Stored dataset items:

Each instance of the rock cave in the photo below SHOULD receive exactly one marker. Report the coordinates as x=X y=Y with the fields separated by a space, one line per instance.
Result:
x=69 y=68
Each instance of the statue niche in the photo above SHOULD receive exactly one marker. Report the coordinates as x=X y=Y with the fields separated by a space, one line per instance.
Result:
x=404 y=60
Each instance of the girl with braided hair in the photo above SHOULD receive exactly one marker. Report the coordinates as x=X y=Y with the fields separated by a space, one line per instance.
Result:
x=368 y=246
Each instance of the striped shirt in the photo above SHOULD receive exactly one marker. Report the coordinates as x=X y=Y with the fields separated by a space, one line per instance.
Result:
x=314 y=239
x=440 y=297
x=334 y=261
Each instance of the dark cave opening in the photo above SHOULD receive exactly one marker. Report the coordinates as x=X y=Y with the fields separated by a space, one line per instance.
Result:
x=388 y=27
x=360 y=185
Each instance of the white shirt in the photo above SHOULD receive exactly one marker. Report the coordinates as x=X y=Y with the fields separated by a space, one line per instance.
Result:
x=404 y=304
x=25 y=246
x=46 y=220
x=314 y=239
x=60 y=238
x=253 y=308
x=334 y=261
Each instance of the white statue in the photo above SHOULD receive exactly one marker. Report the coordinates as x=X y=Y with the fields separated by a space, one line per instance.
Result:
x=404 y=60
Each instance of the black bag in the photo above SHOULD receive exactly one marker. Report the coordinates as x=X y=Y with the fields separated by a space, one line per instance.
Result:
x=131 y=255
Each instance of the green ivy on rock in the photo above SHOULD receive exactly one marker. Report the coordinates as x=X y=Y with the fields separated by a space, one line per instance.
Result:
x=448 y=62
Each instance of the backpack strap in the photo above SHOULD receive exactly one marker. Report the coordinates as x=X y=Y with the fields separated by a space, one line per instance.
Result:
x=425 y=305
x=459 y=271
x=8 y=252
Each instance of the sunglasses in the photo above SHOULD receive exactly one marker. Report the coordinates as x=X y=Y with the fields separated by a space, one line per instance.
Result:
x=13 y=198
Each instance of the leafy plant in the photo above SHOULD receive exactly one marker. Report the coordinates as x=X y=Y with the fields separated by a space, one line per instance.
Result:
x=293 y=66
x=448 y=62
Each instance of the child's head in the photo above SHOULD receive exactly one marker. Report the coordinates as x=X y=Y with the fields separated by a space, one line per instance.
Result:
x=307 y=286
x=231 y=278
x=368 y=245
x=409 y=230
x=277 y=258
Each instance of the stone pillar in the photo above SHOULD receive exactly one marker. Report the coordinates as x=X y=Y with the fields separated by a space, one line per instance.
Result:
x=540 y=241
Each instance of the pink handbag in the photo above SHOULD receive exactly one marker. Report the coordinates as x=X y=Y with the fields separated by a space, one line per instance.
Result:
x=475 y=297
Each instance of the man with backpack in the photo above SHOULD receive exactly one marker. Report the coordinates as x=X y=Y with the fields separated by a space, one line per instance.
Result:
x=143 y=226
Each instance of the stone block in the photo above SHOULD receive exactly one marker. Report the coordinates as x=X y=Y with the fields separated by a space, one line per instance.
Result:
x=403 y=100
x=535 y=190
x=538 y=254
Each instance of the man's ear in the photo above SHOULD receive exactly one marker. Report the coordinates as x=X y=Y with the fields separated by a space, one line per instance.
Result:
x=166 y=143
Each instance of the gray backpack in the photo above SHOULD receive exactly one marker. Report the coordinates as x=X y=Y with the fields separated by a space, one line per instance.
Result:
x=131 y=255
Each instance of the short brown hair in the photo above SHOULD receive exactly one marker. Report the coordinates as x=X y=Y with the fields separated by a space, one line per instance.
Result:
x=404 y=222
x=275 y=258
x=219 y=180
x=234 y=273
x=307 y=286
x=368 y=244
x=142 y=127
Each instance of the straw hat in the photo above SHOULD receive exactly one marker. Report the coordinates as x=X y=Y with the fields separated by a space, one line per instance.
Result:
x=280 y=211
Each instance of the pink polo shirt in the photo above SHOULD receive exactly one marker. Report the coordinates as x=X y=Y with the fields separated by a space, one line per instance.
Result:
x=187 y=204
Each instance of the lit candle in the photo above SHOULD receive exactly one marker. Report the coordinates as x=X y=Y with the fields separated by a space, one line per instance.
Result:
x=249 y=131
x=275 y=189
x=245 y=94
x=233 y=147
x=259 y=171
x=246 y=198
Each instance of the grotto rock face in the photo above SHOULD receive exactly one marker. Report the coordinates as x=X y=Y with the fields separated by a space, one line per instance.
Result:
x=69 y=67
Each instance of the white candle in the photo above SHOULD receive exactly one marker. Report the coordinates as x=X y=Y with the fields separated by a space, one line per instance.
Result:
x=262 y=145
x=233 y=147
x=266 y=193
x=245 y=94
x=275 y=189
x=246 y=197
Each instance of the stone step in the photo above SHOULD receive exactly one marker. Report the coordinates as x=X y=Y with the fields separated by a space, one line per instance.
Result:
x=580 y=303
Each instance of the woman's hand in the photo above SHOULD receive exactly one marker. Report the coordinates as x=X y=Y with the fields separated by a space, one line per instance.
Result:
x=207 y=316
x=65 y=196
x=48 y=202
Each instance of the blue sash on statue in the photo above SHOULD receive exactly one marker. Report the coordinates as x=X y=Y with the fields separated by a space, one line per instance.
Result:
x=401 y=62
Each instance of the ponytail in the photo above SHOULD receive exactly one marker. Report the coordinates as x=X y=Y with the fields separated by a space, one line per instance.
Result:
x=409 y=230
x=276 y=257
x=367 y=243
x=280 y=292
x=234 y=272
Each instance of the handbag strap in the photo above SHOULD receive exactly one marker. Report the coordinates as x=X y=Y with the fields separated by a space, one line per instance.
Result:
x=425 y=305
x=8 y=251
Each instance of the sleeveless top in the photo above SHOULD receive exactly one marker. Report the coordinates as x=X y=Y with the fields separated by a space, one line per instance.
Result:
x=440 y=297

_EXERCISE:_ Output the lines of all the records above as a numbered list, omitting any blank lines.

_RESPONSE TO THIS EXERCISE:_
1. Each instance of the rock cave in the photo below SHOULD receive exactly one marker. Report the coordinates as x=X y=Y with the fields separated by a space, one line per instance.
2. Result:
3. x=69 y=68
4. Each instance of the statue niche in the photo above SHOULD receive exactly one marker. Report the coordinates as x=X y=Y with the fields separated by a space, one line per instance.
5. Result:
6. x=404 y=60
7. Each instance of the girl with braided hair in the photo above SHOULD receive exactly one marker. Report the coordinates as x=X y=Y with the fields separated by a space, one line per instance.
8. Result:
9. x=368 y=246
10. Each instance of the striped shirt in the photo above SHOULD receive exactly one marker. Report the coordinates as x=X y=Y with the fields separated by a space, one line per instance.
11. Result:
12. x=314 y=239
13. x=440 y=297
14. x=334 y=261
15. Each instance of the dark cave opening in the photo above SHOULD receive exactly one marker. Report the coordinates as x=X y=Y with the fields separated by a space, one line per instance.
16. Result:
17. x=388 y=27
18. x=360 y=185
19. Each instance of the white shirt in the photo above SHOULD receive exactly one marker. Report the coordinates as x=X y=Y with the fields separated by a space, one line per instance.
20. Result:
21. x=404 y=304
22. x=25 y=246
23. x=46 y=220
24. x=314 y=239
25. x=60 y=238
26. x=253 y=308
27. x=334 y=261
28. Each instance of the white statue in the photo above SHOULD receive exactly one marker. Report the coordinates as x=X y=Y with the fields separated by a space, one line per instance.
29. Result:
30. x=404 y=60
31. Each instance of the black bag in the photo above SHOULD receive exactly one marker. Report the coordinates as x=X y=Y with the fields separated by a space, one line per instance.
32. Result:
33. x=131 y=255
34. Each instance of the green ivy on rock in the photo above SHOULD receive exactly one marker. Report the coordinates as x=X y=Y with the fields separated by a space, one line per instance.
35. Result:
36. x=448 y=62
37. Each instance of the backpack strap in the photo above SHOULD receive exactly one marker. Report the coordinates as x=X y=Y with the fields separated by a space, one line per instance.
38. Result:
39. x=425 y=305
40. x=459 y=271
41. x=8 y=252
42. Each instance of the sunglasses in the photo above SHOULD receive exactly one marker. Report the coordinates as x=X y=Y with the fields separated by a space, one line per instance.
43. Result:
44. x=13 y=198
45. Each instance of the leafy plant in the photo above SHOULD receive exactly one marker. Report the coordinates as x=X y=Y with the fields separated by a space, one line per instance.
46. Result:
47. x=293 y=66
48. x=448 y=62
49. Each instance of the child's head in the photo above SHOULD receive exactly one marker. Report the coordinates as x=X y=Y with the fields separated by a space, one line per instance.
50. Result:
51. x=307 y=286
52. x=231 y=278
53. x=368 y=245
54. x=409 y=230
55. x=277 y=258
56. Each instance of the stone pillar in the photo above SHOULD receive exactly one marker. Report the coordinates as x=X y=Y with the fields separated by a space, one line per instance.
57. Result:
58. x=540 y=241
59. Each instance of the pink handbag in the photo above SHOULD receive exactly one marker. Report the coordinates as x=X y=Y with the fields separated by a space, one line per instance.
60. Result:
61. x=475 y=297
62. Each instance of the man with backpack in the photo above SHOULD receive exactly one marker. Report the coordinates as x=X y=Y with the fields separated by a space, one line per instance.
63. Result:
64. x=143 y=226
65. Each instance of the stone block in the photo above SHOULD receive exactly one marker. Report the coordinates as x=X y=Y with the fields separated by a space, one line per instance.
66. Result:
67. x=403 y=100
68. x=535 y=190
69. x=538 y=254
70. Each instance of the man's ear in the photo above SHOULD receive exactly one marker. Report the coordinates as x=X y=Y with the fields separated by a space, one line per instance.
71. Result:
72. x=166 y=143
73. Each instance of the gray backpack in the photo above SHOULD receive exactly one marker. Report the coordinates as x=X y=Y with the fields separated by a space, one line per instance.
74. Result:
75. x=131 y=255
76. Each instance of the short brown hair in the photo above SHOULD receive exactly one marker. Report the coordinates as x=X y=Y with the fields separated by a space, one line per instance.
77. Result:
78. x=404 y=222
79. x=275 y=258
80. x=219 y=180
81. x=234 y=273
82. x=307 y=286
83. x=368 y=244
84. x=142 y=127
85. Each instance of the straw hat in the photo above SHOULD receive exactly one marker. Report the coordinates as x=X y=Y with the fields separated by a space, one line per instance.
86. Result:
87. x=280 y=211
88. Each instance of the pink polo shirt in the photo above SHOULD receive exactly one marker. Report the coordinates as x=X y=Y with the fields separated by a space, one line per instance.
89. Result:
90. x=187 y=204
91. Each instance of the lit candle in the photo above SHOULD receive exactly one marker. Report the coordinates as x=X y=Y with the fields separated by a space, one line per instance.
92. Result:
93. x=249 y=131
94. x=275 y=189
95. x=245 y=94
96. x=233 y=147
97. x=259 y=171
98. x=246 y=198
99. Each instance of the grotto rock face in the photo above SHOULD receive exactly one marker. Report the coordinates as x=X y=Y with the fields separated by a space, one line per instance.
100. Result:
101. x=69 y=67
102. Each instance of the white candle in the photo above SHOULD receive exactly one marker. Report the coordinates as x=X y=Y with the fields separated by a space, one line per instance.
103. Result:
104. x=262 y=145
105. x=233 y=147
106. x=266 y=193
107. x=245 y=94
108. x=275 y=189
109. x=246 y=197
110. Each instance of the stone step in the photo above SHOULD receive exactly one marker. Report the coordinates as x=X y=Y with the fields separated by a space, one line per instance.
111. Result:
112. x=580 y=303
113. Each instance of the woman's hand in the photo above SHOULD receive exactly one marker. Report the coordinates as x=X y=Y with the fields separated by a space, one line per instance.
114. Result:
115. x=207 y=316
116. x=65 y=196
117. x=48 y=202
118. Each instance of the blue sash on statue in the photo above SHOULD receive exactly one marker. Report the coordinates as x=X y=Y with the fields separated by a space, one line per instance.
119. Result:
120. x=401 y=62
121. Each instance of the ponytail in the photo above SHOULD receive exactly one marker. Report the coordinates as x=X y=Y with the fields separated by a space, one line per instance.
122. Result:
123. x=409 y=230
124. x=276 y=257
125. x=367 y=243
126. x=280 y=292
127. x=234 y=272
128. Each instance of the handbag strap in the photo above SHOULD receive exactly one marker. Report the coordinates as x=X y=Y with the fields separated by a space, one line per instance.
129. Result:
130. x=425 y=305
131. x=8 y=251
132. Each instance of the sleeveless top in the photo above SHOULD receive exactly one marker. Report the coordinates as x=X y=Y with the fields separated by a space, one line per instance.
133. Result:
134. x=440 y=297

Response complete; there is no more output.